• [Фрагмент документа]
• • • •

Я считал и продолжаю считать приведенные мною в очерке факты изложенными добросовестно, «обоснованными в научно-методическом отношении» и позволяющими утверждать, что нет достаточных оснований для отказа от вековой традиции аннотирования портрета, напротив, есть достаточно оснований для того, чтобы она оставалась прежней — Ганнибал, а не Меллер-Закомельский.

Напомню наиболее существенные из этих фактов.

Они исходят из трех источников: визуального знакомства, исторических данных и результатов технологических исследований.

В отношении визуального знакомства все ясно — с полотна смотрит на нас пожилой человек лет шестидесяти со своеобразными чертами лица, иссиня-черными волосами (если это не парик) и шоколадным цветом кожи, в красном с золотым шитьем и черным бархатным воротником генеральском мундире, при двух орденах — Андрея Первозванного и Георгия 2-й степени (подчеркиваю — орденов только два, как было у Ганнибала; у Меллера-Закомельского их было пять, и все из числа высших: кроме Андрея Первозванного и Георгия Александр Невский, Анна и Владимир 1-й степени).

• • • •

Записи из источника данных
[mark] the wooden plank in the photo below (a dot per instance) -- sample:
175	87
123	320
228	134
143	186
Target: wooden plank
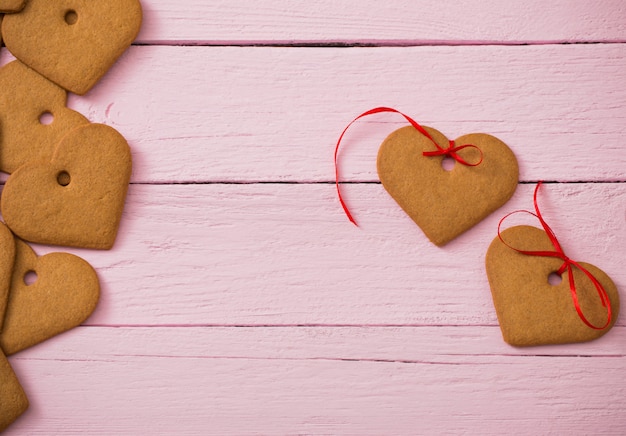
285	254
260	381
390	22
277	115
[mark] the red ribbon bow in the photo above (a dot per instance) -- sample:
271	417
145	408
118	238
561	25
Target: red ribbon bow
568	264
451	151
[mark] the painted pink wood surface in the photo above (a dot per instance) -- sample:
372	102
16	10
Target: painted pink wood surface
274	114
238	299
272	254
357	380
389	22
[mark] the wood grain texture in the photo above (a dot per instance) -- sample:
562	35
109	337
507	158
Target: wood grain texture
390	22
316	381
274	114
238	299
285	254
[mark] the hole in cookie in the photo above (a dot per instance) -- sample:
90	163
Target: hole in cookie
71	17
30	277
63	178
447	163
554	279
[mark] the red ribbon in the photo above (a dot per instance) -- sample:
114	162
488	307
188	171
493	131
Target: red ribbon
568	264
450	151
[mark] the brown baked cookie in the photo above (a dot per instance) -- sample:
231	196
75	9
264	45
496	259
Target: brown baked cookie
49	295
76	198
33	115
11	6
531	310
445	203
13	401
7	258
72	42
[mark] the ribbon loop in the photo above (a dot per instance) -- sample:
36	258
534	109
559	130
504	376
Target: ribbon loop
568	265
450	151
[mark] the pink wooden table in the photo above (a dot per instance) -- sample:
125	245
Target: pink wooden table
238	298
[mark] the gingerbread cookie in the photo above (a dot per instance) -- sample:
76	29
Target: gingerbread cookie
33	115
11	6
76	198
445	203
72	42
531	310
13	401
7	258
49	295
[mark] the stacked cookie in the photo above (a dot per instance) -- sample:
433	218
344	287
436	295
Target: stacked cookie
68	178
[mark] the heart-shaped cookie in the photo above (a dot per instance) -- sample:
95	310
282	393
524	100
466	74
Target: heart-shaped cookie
445	203
7	258
33	116
72	42
76	198
49	295
13	401
531	310
11	6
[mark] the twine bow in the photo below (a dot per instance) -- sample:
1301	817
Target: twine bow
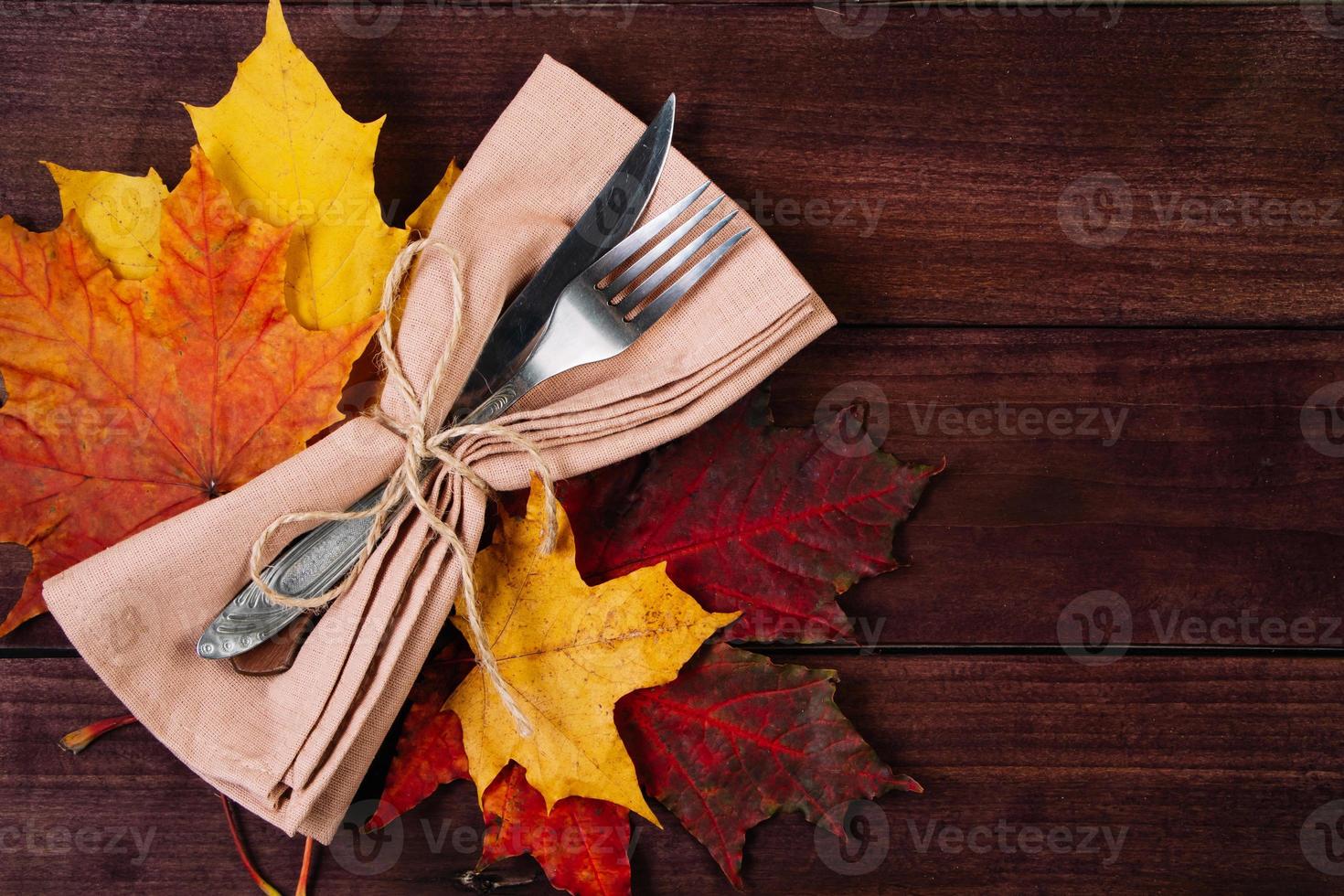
425	443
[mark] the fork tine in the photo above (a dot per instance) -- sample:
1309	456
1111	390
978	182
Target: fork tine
660	305
666	272
634	272
620	252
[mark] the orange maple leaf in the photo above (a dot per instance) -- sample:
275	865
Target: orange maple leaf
133	400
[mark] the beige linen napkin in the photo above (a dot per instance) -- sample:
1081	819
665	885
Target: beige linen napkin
293	747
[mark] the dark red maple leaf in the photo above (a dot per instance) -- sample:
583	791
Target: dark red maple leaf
748	516
581	844
737	739
429	750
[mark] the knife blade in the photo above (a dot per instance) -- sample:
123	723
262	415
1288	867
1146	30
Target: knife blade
608	219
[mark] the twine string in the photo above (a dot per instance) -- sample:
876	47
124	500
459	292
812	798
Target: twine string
423	448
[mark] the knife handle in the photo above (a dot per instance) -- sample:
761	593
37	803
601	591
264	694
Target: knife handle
316	560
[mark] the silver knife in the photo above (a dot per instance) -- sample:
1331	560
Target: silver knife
315	561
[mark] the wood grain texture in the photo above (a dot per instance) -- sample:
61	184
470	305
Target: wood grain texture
1204	766
957	133
1167	466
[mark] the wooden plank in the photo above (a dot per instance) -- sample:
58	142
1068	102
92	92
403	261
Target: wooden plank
1206	769
1178	477
1212	503
915	175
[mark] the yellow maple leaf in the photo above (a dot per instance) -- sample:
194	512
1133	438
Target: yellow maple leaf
422	218
568	652
288	154
120	214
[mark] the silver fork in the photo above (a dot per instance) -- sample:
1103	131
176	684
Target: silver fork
592	321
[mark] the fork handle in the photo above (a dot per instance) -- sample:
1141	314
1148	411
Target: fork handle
316	560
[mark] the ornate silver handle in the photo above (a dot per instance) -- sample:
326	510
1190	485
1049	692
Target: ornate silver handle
316	560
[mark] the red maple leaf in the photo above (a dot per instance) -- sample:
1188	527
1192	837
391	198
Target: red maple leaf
748	516
737	739
581	844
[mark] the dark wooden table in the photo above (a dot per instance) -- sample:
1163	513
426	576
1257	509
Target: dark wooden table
1031	223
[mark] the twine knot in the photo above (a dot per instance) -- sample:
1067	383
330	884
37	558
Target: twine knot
422	454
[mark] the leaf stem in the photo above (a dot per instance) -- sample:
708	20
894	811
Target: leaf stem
80	739
242	850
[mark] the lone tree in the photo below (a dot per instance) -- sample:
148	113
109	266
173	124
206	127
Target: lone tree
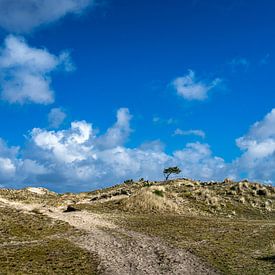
171	170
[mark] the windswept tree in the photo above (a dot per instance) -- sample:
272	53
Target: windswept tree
171	170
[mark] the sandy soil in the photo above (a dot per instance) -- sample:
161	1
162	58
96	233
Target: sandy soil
122	251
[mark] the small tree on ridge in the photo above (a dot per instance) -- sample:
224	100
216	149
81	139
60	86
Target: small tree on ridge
171	170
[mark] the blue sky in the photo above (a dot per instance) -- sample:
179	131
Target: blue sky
93	93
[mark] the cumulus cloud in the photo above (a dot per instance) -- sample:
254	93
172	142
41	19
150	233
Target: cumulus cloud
56	117
199	133
14	169
169	121
118	133
25	72
192	89
78	158
25	15
239	63
258	146
198	162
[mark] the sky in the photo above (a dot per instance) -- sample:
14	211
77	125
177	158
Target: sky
95	92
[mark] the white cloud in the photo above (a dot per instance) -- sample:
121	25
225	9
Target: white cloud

• • • •

• [Что сделать]
**a.** На какие три источника опираются факты, приведенные во фрагменте о портрете?
**b.** Перепишите без изменений часть фрагмента о портрете, которая открывается словами «Они исходят из» и заканчивается словами «Владимир 1-й степени).».
Эти записи никак не связаны с фрагментом о портрете.

• [Ответы по порядку]
**a.** На визуальное знакомство, исторические данные и результаты технологических исследований.

**b.**
Они исходят из трех источников: визуального знакомства, исторических данных и результатов технологических исследований.

В отношении визуального знакомства все ясно — с полотна смотрит на нас пожилой человек лет шестидесяти со своеобразными чертами лица, иссиня-черными волосами (если это не парик) и шоколадным цветом кожи, в красном с золотым шитьем и черным бархатным воротником генеральском мундире, при двух орденах — Андрея Первозванного и Георгия 2-й степени (подчеркиваю — орденов только два, как было у Ганнибала; у Меллера-Закомельского их было пять, и все из числа высших: кроме Андрея Первозванного и Георгия Александр Невский, Анна и Владимир 1-й степени).